EXCERPT TO READ:
::::

# Torque specs for wheel bearing hub



## MarcusO (Jan 25, 2006)

Hi All,

I'm repairing my daughter's '91 Sentra after an accident (slid sideways and hit the left rear wheel on a curb...yada yada yada). Anyway, I got a new wheel bearing hub and I need to know the torque specs. Any help is appreciated.

Also, there is no detent cage over the nut on the spindle...only a Cotter pin against a nut. What's up with that? It looks pretty useless as far as keeping the hub in the desired position. Am I missing a cage? We bought the car used.

Mark


----------



## Petrovich (May 13, 2005)

MarcusO said:


> Hi All,
> 
> I'm repairing my daughter's '91 Sentra after an accident (slid sideways and hit the left rear wheel on a curb...yada yada yada). Anyway, I got a new wheel bearing hub and I need to know the torque specs. Any help is appreciated.
> 
> ...

::::

RECORDED DATA:
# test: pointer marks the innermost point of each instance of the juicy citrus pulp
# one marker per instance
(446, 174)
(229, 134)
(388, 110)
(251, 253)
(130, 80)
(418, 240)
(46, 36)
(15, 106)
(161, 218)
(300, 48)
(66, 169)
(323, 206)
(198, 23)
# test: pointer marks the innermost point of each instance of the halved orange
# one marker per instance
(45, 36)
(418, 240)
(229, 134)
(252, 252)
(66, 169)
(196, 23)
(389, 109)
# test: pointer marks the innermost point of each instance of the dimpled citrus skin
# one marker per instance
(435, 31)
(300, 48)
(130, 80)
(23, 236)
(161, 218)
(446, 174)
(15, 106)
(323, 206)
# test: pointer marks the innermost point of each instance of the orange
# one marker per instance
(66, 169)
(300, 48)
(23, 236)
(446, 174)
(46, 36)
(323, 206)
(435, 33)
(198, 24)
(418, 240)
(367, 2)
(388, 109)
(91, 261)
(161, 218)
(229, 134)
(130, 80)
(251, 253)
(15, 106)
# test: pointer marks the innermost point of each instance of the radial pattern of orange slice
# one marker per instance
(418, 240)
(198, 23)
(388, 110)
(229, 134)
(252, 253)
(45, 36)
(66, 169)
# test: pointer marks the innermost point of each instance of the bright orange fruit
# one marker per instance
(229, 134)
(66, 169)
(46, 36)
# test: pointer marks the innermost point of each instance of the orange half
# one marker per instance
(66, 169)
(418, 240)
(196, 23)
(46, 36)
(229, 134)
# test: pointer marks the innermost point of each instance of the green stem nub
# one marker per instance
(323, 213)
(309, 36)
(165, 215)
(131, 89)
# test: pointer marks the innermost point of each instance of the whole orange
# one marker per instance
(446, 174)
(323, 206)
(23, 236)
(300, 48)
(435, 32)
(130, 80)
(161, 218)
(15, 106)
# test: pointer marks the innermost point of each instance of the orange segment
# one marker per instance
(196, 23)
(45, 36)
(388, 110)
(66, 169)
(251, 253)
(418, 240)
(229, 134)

::::

REQUIREMENTS:
1. From the wheel bearing hub thread, set down word for word the passage starting at "# Torque specs" and ending at "the car used.".
2. According to the wheel bearing hub thread, what sits against the nut on the spindle in place of a detent cage?

ANSWERS:
1.
# Torque specs for wheel bearing hub



## MarcusO (Jan 25, 2006)

Hi All,

I'm repairing my daughter's '91 Sentra after an accident (slid sideways and hit the left rear wheel on a curb...yada yada yada). Anyway, I got a new wheel bearing hub and I need to know the torque specs. Any help is appreciated.

Also, there is no detent cage over the nut on the spindle...only a Cotter pin against a nut. What's up with that? It looks pretty useless as far as keeping the hub in the desired position. Am I missing a cage? We bought the car used.

2. Only a cotter pin.